### Task input
+--
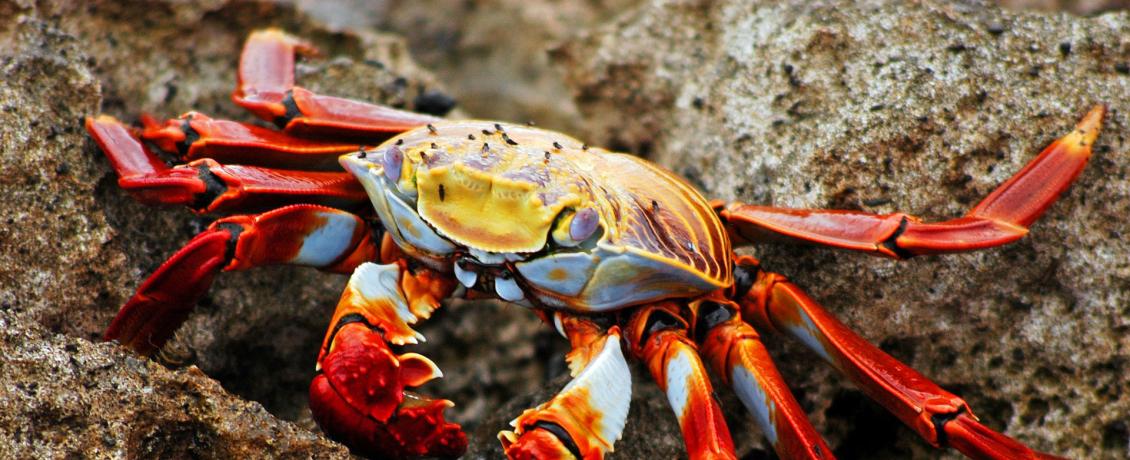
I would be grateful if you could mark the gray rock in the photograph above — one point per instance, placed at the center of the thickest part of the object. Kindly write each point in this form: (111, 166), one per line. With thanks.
+--
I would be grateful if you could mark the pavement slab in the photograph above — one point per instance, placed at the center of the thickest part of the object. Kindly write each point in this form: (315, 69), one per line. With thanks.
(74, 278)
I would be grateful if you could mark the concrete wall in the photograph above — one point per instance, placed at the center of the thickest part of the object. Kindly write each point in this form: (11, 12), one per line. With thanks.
+--
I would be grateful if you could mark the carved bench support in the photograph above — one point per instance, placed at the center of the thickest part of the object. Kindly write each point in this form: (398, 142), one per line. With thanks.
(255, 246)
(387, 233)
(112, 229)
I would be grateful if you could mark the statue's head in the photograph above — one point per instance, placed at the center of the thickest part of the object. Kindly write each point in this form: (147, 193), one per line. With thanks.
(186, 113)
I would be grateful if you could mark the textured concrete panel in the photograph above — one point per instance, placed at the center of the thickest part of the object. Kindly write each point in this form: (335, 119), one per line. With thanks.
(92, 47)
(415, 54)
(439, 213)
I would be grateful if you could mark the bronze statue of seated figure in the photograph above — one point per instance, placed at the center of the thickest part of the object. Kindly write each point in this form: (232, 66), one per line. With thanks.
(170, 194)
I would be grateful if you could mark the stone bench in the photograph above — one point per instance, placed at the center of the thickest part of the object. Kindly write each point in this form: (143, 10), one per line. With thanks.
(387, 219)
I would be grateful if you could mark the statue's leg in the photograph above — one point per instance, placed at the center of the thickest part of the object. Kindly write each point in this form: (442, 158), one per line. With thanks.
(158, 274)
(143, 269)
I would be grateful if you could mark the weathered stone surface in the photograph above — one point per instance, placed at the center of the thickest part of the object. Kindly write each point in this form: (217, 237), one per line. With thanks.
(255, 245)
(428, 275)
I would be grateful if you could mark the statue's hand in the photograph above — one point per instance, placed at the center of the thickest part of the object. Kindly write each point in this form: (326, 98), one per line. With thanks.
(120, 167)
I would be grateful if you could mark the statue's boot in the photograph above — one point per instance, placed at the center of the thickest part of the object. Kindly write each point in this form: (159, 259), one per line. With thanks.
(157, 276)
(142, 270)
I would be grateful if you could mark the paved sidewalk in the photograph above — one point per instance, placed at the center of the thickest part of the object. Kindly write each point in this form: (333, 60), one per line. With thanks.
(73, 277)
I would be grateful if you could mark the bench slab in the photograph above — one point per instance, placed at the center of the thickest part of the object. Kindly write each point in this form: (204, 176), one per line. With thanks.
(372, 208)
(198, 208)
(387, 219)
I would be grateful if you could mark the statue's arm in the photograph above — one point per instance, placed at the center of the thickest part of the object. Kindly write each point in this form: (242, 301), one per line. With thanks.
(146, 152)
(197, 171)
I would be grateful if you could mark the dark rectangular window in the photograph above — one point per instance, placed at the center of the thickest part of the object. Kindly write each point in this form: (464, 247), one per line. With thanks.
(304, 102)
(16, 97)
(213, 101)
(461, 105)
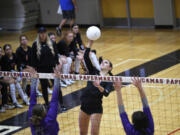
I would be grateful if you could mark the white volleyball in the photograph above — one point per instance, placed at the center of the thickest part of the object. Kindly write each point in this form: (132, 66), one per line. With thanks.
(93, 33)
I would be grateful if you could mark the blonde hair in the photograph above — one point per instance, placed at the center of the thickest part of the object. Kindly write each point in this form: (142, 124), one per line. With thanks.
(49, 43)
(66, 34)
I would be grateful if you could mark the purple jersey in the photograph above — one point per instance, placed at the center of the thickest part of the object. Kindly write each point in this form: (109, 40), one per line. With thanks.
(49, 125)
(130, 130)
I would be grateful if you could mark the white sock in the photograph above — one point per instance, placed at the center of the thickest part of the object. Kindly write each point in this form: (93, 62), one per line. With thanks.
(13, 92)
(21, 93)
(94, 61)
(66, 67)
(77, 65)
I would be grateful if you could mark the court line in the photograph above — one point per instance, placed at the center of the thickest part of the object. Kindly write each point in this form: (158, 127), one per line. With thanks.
+--
### Work item
Where the listing above has a line with "I would be grateful if you could mark the pavement", start there, and output every line exactly through the line with "I would be grateful if you could mark the concrete", which is also included.

### Written answer
I would be grateful if you could mark the pavement slab in the photograph above — one point per instance, placed at the center of the thickest part of the object. Kindly write each point in this form: (315, 69), one per line. With thanks.
(74, 278)
I would be grateful if you could mark the concrete wall in the photograph above — one point per instance, placed at the center of the thickest part of the object. Kindly write each point in this form: (11, 12), one per line. With thanks.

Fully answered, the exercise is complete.